For anyone who’s worked in culture, or has attended art school or various other educational institutions focused upon producing ‘creators’, there are numerous assertions made in William Deresiewicz’ book that will ring true, in a rueful manner that many of us may have denied (or sadly, will continue to do so, unto the pauper’s grave). Some of the stories from the artists – of various stripes – that Deresiewicz spoke with, that inform this book, will be very familiar. My own experience in public galleries or artist run centres, and attempting to negotiate being a cultural worker in other spheres, match the stories here.

This book might offend you, but it will offend you in all the correct ways, and perhaps offend all the appropriate people.

If art is work, then artists are workers. No one likes to hear this. Nonartists don’t, because it shatters their romantic ideas about the creative life. Artists don’t either, as people who have tried to organize them as workers have told me. They also buy into the myths; they also want to think they’re special. To be a worker is to be like everybody else. Yet to accept that art is work—in the specific sense that it deserves remuneration—can be a crucial act of self-empowerment, as well as self-definition.

A tangent, not unrelated, if I may, that aligns with Deresiewicz’ research: a friend is an artist, exhibiting widely, and has been teaching as a sessional for several years. She is me, twenty years ago: she has less protection, security and opportunity than I did, despite both of us doing ‘all the right things.’ We are – like many workers – in a steady decline, that seems not only unstoppable, but unrecognized. Another gem from Deresiewicz’ book: The writer and visual artist Molly Crabapple, another exemplary leftist, puts it like this in her essay “Filthy Lucre”: “Not talking about money is a tool of class war.”

Art is hard. It never just comes to you. The idea of effortless inspiration is another romantic myth. For amateurs, making art may be a form of recreation, but no one, amateur or professional, who has tried to do it with any degree of seriousness is under the illusion that it’s easy. “A writer,” said Thomas Mann, “is someone for whom writing is more difficult than it is for other people.” More difficult, because there is more for you to do, more that you know how to do, and because you hold yourself to higher standards.

◆ **Complete the following**:
**1)** In the book review, which writer is quoted as saying that a writer is someone for whom writing is more difficult than it is for other people?
**2)** Please return, word for word, the part of the book review that opens with the words containing "If art is work, then" and closes with "well as self-definition.".

◆ **Record list**:
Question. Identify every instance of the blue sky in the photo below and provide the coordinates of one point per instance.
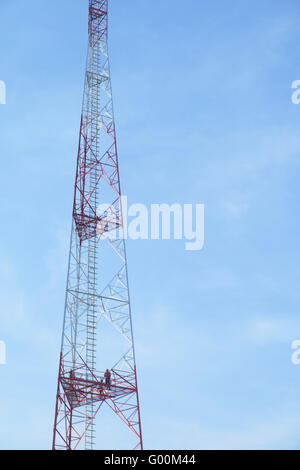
(202, 94)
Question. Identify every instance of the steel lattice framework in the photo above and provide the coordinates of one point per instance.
(81, 393)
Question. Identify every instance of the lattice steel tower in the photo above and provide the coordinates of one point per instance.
(97, 286)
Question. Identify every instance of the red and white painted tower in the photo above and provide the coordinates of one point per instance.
(97, 286)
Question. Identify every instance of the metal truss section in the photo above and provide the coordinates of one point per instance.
(97, 214)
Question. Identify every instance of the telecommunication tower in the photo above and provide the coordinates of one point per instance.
(97, 283)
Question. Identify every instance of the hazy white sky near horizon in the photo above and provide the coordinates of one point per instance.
(202, 94)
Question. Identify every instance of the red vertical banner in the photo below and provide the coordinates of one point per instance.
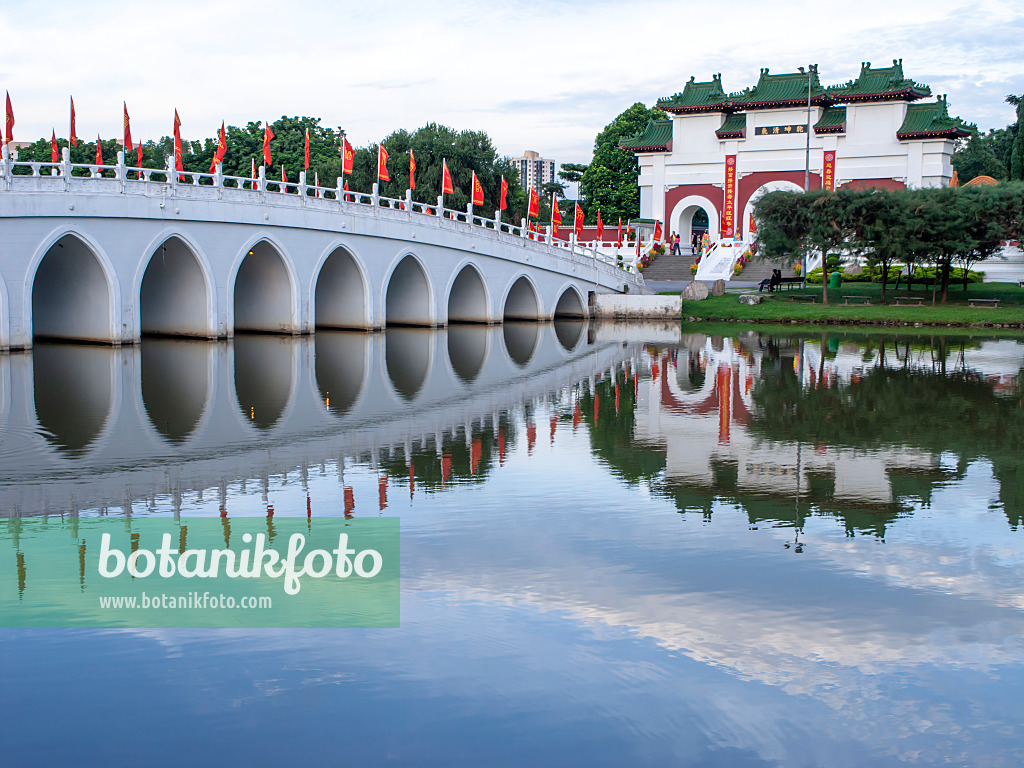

◆ **Answers for this exercise**:
**1)** Thomas Mann

**2)**
If art is work, then artists are workers. No one likes to hear this. Nonartists don’t, because it shatters their romantic ideas about the creative life. Artists don’t either, as people who have tried to organize them as workers have told me. They also buy into the myths; they also want to think they’re special. To be a worker is to be like everybody else. Yet to accept that art is work—in the specific sense that it deserves remuneration—can be a crucial act of self-empowerment, as well as self-definition.